─── EXTRACT PROVIDED ───
# Some Questions from a Newbie



## cybermensch (May 24, 2010)

Hi, 
My husband and I are considering retiring out of the U.S. and Mexico is on our list of possibilities. I've read about the entry and visa requirements and still have a few questions. I hope you experienced expats will be kind enough to supply the answers.
1. As far as I can tell, the only advantages to having an FM3 visa over a FMM (tourist) visa is that win an FM3 visa you can remain in Mexico for more than 6 months and you are eligible to apply for gov't health insurance coverage. Is that correct? Are there are other advantages/disadvantages to the FM3 over the FMM?
2. If you have an FM3 visa that is issued on, say February 1, can you leave say on September 1, and return to Mexico on say December 1 on the same FM3? Are you still qualified to renew your FM3 before the Feb 1 deadline?

Thanks


----------



## RVGRINGO (May 16, 2007)

With an FM3 No inmigrante rentista visa or an FM2 inmigrante rentista visa, you may come and go whenever you like, with or without your vehicle. You may register a vehicle purchased in Mexico, join the IMSS health plan, etc. The FM2 does limit your time out of Mexico, but it is generous.
The FMM limits you to less than 180 days and you may not leave a US vehicle in Mexico when you leave. You may not register a Mexican vehicle, have IMSS health care, etc.


----------



## cybermensch (May 24, 2010)

Thanks so much for the succinct and informative reply. It is what I was hoping to hear. 

Debbie


----------
─── DATA EXCERPTS ───
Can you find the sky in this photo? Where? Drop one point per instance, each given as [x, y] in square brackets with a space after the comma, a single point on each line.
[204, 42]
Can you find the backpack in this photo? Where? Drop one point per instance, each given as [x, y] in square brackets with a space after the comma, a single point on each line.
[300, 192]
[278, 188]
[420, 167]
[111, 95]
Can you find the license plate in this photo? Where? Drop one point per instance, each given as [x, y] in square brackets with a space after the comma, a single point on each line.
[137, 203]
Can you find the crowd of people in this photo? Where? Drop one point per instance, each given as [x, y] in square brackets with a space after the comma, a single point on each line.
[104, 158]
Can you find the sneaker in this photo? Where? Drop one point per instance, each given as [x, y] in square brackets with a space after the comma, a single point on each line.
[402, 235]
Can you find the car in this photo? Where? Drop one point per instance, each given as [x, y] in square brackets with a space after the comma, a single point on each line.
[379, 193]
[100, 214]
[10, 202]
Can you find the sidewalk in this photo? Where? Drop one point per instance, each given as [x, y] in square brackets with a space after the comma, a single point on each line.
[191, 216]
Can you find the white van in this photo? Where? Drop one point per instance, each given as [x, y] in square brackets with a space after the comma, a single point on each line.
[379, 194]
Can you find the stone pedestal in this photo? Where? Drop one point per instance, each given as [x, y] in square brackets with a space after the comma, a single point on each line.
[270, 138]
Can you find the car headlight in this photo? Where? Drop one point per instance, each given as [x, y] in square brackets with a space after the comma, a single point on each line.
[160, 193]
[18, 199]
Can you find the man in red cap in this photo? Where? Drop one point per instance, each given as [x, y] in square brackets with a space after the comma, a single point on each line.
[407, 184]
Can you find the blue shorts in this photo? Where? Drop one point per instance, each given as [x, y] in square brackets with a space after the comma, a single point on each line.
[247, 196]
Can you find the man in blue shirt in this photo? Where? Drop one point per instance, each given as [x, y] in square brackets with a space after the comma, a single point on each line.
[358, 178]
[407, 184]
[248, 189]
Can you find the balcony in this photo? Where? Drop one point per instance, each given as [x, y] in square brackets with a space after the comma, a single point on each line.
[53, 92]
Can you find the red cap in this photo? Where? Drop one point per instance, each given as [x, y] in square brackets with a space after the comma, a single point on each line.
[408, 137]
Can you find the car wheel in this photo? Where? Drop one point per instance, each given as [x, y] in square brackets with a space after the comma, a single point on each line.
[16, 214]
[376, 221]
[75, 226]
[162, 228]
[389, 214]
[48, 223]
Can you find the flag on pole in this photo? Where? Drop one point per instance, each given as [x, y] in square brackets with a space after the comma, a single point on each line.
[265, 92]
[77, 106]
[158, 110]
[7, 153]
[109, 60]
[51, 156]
───
REQUIRED WORK.
According to the forum thread, what limit does the FMM place on a person's stay? The material isn't needed for anything here.

EXERCISE OUTPUT.
It limits the stay to less than 180 days.